The girls thought menstruation was a disease.
The boys thought it was okay to beat women in certain situations to make them “stay in line.”
What I heard from these boys and girls should have shocked me, but it didn’t.
I grew up in a family and a community where people lacked even basic knowledge about sexual and reproductive health.
Girls were raised to be submissive. Boys were raised to lead.
I grew up in a country where almost half of girls are mothers or pregnant by the time they are 19.
Can we change this?
I joined Pathfinder a little over a year ago to try. Since I became a Pathfinder, I’ve been promoting sexual and reproductive health and rights of adolescents and youth in Matola, Mozambique.
As part of Pathfinder’s Junt@s project in Matola, I held discussions with 14- to 19-year-old girls and boys, who shared the opinions above with us. The project started by working with these students from secondary school to understand their perceptions about and attitudes toward sexual and reproductive health and gender equality. Our experience solidified our understanding of the need for early interventions with primary school students (ages 10-14), which were already planned. The project now works with students from both secondary schools and primary schools to ensure we reach adolescents early, before their beliefs become defined and behaviors more difficult to change.
The girls, during these these discussions, recognized that men and women are equal, however, they acknowledged that women are still prescribed certain responsibilities in the household that may prevent them from realizing their full potential. They agreed that men still have the final say.

Work to be completed: Echo the passage on adolescent sexual and reproductive health in Matola, starting at "The boys thought" and ending at "raised to lead.". The listing that comes next has nothing to do with the passage on adolescent sexual and reproductive health in Matola.

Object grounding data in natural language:
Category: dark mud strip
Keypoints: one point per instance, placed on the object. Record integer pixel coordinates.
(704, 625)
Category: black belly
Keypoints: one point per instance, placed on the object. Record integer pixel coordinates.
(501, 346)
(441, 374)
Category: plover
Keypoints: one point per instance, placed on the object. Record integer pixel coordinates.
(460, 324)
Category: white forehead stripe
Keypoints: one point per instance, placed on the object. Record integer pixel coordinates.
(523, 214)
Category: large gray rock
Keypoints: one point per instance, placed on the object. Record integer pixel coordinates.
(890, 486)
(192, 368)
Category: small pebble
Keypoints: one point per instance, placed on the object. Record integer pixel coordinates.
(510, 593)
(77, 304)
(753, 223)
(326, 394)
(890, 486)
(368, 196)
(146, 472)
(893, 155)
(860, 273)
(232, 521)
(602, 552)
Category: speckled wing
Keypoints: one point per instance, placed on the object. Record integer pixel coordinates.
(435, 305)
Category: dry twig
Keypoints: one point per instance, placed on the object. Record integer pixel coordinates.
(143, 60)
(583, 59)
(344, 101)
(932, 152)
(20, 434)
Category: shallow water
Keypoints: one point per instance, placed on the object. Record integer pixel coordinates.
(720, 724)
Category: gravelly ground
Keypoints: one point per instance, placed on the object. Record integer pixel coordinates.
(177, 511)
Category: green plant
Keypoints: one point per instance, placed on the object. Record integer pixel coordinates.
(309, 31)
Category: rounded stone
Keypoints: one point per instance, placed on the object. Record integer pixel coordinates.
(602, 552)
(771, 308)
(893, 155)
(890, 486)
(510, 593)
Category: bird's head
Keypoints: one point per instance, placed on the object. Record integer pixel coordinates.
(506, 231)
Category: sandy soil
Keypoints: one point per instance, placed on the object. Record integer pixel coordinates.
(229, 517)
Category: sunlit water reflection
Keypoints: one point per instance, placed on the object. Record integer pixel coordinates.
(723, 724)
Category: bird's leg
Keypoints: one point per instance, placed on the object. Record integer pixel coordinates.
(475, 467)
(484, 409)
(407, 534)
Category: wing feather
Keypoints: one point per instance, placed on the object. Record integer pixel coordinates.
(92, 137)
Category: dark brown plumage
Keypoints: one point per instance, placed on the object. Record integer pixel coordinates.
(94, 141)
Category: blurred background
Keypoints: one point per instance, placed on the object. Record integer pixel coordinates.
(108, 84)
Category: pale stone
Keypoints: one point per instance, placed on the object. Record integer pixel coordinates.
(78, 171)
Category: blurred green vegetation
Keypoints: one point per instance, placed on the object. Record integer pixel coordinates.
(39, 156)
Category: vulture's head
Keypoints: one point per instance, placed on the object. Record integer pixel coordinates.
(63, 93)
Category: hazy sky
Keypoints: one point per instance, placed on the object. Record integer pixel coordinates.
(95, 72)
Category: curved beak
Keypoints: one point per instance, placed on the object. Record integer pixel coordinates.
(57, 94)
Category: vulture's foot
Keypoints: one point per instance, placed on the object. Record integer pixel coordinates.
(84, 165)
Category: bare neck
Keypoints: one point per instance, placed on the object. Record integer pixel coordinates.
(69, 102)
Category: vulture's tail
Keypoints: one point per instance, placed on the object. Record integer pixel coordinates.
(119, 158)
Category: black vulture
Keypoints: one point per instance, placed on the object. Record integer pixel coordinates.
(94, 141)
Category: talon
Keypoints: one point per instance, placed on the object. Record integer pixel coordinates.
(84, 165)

Output of the exercise:
The boys thought it was okay to beat women in certain situations to make them “stay in line.”
What I heard from these boys and girls should have shocked me, but it didn’t.
I grew up in a family and a community where people lacked even basic knowledge about sexual and reproductive health.
Girls were raised to be submissive. Boys were raised to lead.